问题:

In SQL something like

SELECT  count(id), sum(if(column1 = 1, 1, 0)) from groupedTable

could be formulated to perform a count of the total records as well as filtered records in a single pass.

How can I perform this in spark-data-frame API? i.e. without needing to join back one of the counts to the original data frame.

回答1:

Just use count for both cases:

df.select(count($"id"), count(when($"column1" === 1, true)))

If column is nullable you should correct for that (for example with coalesce or IS NULL, depending on the desired output).

回答2:

You can try using spark with hive as hive supports sum if() functionality of SQL

First you need to create hive table on top of your data using below code

val conf = new SparkConf().setAppName("Hive_Test")

__任务__. 接着上面关于 Spark DataFrame 条件计数的问答帖，从最后一句之后往下续写。

__提取数据__.

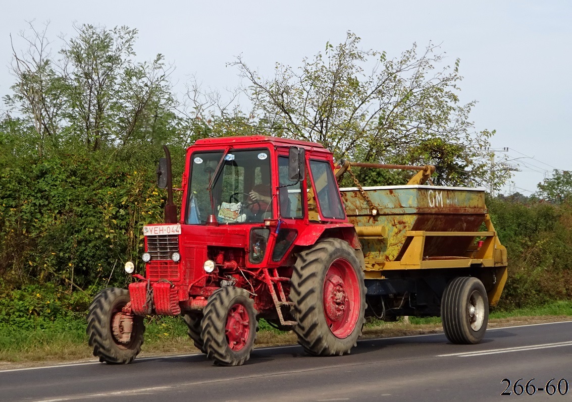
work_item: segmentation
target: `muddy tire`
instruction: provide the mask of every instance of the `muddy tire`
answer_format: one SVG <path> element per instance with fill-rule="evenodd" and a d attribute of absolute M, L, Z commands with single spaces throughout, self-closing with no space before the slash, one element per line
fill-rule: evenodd
<path fill-rule="evenodd" d="M 206 356 L 221 366 L 244 364 L 258 331 L 254 301 L 244 289 L 225 286 L 209 298 L 201 336 Z"/>
<path fill-rule="evenodd" d="M 183 320 L 188 328 L 187 333 L 189 337 L 193 340 L 194 347 L 204 353 L 206 353 L 205 351 L 205 344 L 201 337 L 201 332 L 202 331 L 202 327 L 201 325 L 201 320 L 202 316 L 198 313 L 187 313 L 183 316 Z"/>
<path fill-rule="evenodd" d="M 488 323 L 488 299 L 483 283 L 466 276 L 447 284 L 441 301 L 441 319 L 445 336 L 452 343 L 480 342 Z"/>
<path fill-rule="evenodd" d="M 291 279 L 298 343 L 316 356 L 342 355 L 356 346 L 365 322 L 364 274 L 354 250 L 328 238 L 301 252 Z"/>
<path fill-rule="evenodd" d="M 128 290 L 108 288 L 96 296 L 89 307 L 88 342 L 100 361 L 130 363 L 141 352 L 145 333 L 143 317 L 122 312 L 130 300 Z"/>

__输出结果__.
val sc = new SparkContext(conf)
//Creation of hive context      
val hsc = new HiveContext(sc)

import spark.implicits._
import spark.sql

hsc.sql("CREATE TABLE IF NOT EXISTS emp (id INT, name STRING)")

hsc.sql("LOAD DATA LOCAL INPATH 'examples/src/main/resources/test.txt' INTO TABLE emp")


hsc.sql("""select count(id), SUM(v)
from (
select id, IF(name=1, count(*), 0) AS v
from emp
where id>0
group by id,name
) t2""")